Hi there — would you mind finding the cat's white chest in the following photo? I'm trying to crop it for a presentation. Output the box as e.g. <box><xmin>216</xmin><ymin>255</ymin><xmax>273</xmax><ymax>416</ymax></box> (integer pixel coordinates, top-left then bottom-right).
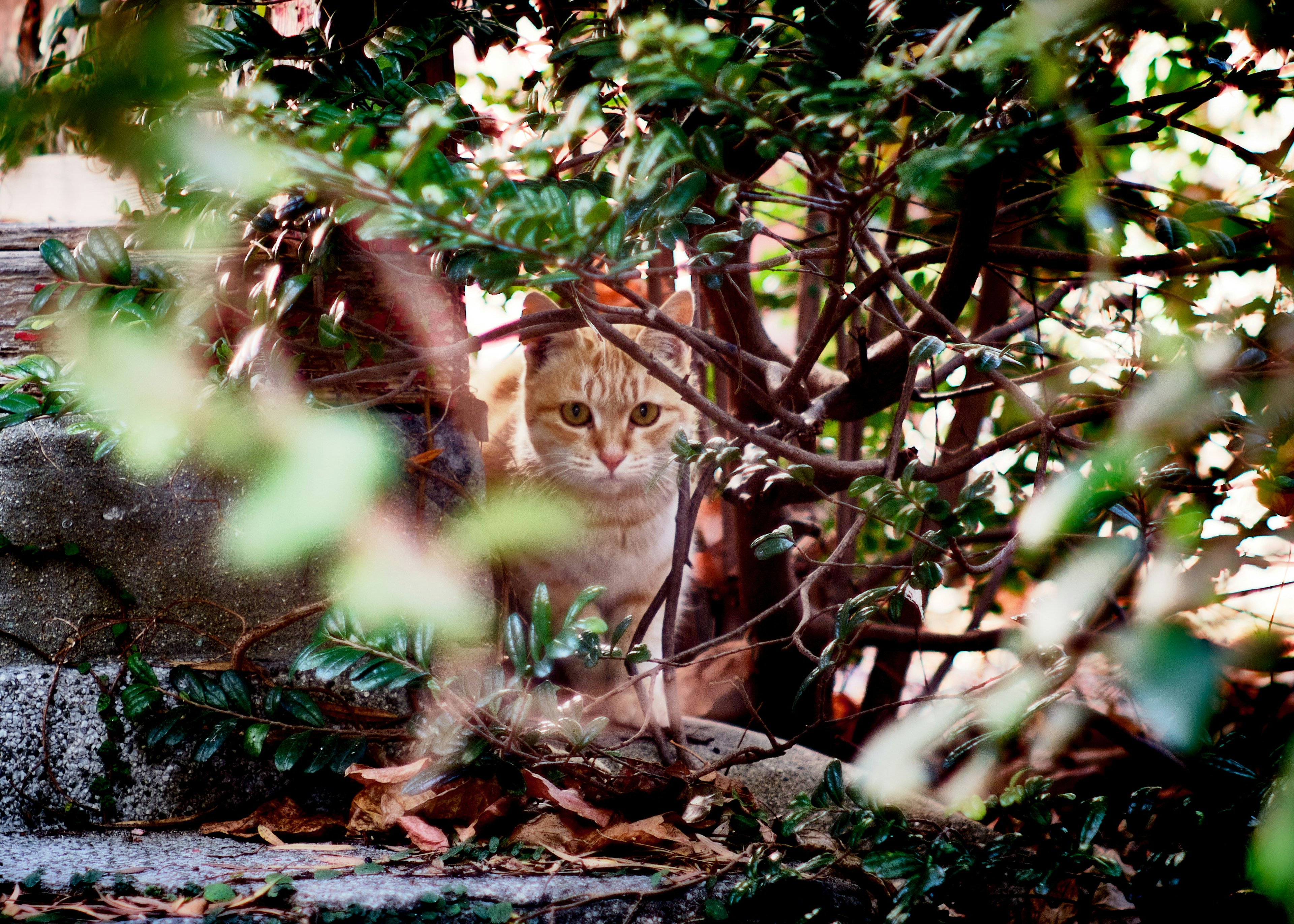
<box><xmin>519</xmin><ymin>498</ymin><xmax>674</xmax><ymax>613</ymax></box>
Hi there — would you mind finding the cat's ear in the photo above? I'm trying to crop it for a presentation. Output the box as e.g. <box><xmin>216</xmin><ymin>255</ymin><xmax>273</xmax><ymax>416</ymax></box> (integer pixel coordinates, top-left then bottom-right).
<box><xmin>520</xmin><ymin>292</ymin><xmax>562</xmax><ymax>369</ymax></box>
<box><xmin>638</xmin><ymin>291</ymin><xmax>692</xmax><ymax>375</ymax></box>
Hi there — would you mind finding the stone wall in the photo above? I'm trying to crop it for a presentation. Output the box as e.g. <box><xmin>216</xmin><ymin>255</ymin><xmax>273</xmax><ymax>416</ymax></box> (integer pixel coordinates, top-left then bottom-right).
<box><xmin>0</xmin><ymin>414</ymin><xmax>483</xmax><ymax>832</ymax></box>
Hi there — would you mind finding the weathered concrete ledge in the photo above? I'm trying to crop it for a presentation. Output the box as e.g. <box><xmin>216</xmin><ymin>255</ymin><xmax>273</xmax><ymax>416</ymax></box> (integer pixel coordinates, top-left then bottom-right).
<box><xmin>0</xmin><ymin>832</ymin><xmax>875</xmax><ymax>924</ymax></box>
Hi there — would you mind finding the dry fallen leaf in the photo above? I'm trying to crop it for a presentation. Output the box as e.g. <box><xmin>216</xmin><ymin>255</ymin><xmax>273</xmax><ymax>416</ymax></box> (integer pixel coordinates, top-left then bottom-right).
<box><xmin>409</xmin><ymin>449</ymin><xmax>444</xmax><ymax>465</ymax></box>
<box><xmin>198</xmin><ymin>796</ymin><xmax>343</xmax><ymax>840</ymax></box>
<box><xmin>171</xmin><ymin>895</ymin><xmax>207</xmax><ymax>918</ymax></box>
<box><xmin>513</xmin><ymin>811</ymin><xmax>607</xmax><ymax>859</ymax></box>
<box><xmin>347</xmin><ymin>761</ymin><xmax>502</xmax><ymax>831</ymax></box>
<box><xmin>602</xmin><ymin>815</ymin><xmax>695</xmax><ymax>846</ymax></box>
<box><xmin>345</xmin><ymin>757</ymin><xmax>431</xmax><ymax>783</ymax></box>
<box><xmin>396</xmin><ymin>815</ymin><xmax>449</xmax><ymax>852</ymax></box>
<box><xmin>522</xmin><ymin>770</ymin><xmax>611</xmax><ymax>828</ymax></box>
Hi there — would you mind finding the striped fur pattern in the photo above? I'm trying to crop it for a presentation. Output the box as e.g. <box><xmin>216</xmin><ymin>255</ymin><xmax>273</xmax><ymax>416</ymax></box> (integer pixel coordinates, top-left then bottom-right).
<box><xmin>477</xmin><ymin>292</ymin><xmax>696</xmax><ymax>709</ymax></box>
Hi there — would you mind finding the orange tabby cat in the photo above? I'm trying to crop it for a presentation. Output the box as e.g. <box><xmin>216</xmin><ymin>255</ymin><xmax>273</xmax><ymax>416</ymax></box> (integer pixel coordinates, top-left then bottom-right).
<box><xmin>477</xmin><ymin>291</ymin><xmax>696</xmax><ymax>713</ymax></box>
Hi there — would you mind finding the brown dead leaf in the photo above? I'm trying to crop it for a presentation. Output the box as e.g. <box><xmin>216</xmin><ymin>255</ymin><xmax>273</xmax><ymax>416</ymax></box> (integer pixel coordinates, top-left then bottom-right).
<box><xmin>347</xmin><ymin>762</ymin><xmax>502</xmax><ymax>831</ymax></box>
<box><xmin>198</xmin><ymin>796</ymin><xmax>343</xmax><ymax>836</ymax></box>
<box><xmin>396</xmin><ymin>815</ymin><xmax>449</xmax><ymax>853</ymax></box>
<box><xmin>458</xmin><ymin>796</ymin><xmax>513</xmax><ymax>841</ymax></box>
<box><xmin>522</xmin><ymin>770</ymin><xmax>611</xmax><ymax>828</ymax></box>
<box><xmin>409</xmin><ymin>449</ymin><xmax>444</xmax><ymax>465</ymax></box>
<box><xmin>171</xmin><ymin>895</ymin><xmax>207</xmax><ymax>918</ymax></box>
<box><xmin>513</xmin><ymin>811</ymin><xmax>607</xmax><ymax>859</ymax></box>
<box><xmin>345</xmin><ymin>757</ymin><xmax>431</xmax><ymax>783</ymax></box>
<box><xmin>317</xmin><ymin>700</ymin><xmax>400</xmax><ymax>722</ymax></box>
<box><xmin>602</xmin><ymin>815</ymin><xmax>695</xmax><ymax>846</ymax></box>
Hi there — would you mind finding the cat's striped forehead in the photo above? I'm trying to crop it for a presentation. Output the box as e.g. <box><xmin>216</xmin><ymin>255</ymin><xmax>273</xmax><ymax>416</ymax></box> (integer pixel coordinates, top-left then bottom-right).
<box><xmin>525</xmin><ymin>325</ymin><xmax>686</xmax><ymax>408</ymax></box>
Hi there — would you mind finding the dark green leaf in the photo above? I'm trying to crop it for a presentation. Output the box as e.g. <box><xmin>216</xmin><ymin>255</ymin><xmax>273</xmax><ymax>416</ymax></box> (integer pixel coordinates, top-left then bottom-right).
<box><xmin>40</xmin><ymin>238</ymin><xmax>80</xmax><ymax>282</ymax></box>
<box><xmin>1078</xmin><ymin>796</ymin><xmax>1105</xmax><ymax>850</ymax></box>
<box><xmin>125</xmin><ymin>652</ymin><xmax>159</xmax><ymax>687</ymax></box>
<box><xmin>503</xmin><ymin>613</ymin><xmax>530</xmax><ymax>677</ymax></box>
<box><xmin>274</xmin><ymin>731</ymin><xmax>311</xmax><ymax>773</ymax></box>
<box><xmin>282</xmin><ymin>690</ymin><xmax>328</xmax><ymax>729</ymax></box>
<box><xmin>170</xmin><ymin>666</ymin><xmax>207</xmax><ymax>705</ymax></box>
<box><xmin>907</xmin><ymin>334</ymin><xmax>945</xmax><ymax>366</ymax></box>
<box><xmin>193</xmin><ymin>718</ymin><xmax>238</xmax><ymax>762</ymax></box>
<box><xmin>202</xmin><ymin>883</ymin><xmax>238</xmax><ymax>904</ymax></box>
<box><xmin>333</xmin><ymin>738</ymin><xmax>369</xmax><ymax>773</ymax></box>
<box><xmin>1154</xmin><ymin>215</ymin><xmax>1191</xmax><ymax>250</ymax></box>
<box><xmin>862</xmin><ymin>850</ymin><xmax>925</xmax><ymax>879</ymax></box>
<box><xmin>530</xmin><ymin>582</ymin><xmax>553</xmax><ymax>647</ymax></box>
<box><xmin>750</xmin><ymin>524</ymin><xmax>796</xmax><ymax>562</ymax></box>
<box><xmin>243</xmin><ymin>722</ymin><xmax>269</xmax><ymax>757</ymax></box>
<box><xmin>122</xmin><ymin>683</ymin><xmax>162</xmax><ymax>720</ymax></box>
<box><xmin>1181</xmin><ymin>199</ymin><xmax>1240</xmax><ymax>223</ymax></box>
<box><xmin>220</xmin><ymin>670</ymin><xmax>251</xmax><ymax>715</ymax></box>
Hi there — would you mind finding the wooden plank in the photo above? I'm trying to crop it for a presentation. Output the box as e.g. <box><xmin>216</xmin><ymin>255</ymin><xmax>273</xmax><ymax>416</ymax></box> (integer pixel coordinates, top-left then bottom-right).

##########

▶ DESAFIO: Por favor, determine em quantas linhas do material aparece a palavra "leaf", levando em conta maiúsculas e minúsculas. Informe somente o número.

▶ RESPOSTA: 3